Print the listing word for word, from its first line through the line holding "<point>319,51</point>", both ends included.

..........

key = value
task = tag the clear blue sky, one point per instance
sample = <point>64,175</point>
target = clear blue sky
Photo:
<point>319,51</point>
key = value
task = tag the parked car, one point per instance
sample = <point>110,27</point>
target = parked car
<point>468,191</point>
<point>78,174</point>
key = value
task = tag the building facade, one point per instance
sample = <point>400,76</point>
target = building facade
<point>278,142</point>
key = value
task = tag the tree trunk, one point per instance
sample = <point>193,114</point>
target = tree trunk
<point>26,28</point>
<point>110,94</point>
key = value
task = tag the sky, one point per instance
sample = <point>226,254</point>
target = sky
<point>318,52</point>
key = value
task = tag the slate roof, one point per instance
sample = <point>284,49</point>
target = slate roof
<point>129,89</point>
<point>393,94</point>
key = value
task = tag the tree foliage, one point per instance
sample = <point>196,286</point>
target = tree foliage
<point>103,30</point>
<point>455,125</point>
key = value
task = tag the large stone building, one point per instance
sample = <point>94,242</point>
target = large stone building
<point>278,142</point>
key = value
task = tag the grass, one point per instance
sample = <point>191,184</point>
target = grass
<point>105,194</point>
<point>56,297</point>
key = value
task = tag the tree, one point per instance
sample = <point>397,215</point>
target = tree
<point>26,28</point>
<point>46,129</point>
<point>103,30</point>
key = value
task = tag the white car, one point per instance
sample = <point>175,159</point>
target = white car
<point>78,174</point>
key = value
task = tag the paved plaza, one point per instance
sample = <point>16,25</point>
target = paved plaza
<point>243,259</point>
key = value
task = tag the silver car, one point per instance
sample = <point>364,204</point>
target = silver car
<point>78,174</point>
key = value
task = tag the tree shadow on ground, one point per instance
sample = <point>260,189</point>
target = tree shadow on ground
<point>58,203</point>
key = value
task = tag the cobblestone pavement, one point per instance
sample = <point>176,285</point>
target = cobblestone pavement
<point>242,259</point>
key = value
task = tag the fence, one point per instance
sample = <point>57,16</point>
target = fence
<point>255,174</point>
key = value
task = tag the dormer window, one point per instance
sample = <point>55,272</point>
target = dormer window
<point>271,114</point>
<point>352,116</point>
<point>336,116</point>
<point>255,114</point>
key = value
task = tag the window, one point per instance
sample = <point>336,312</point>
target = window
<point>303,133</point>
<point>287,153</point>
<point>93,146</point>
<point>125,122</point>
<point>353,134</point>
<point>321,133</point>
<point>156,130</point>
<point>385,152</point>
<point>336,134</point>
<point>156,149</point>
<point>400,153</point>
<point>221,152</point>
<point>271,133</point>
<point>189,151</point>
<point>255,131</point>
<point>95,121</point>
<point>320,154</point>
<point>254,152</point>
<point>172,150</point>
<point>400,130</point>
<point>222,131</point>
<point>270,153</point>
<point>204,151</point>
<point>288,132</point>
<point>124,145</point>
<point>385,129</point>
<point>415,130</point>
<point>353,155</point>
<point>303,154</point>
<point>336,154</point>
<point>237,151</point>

..........

* [Complete answer]
key = value
task = tag the clear blue sky, one point per instance
sample = <point>64,175</point>
target = clear blue sky
Photo:
<point>319,51</point>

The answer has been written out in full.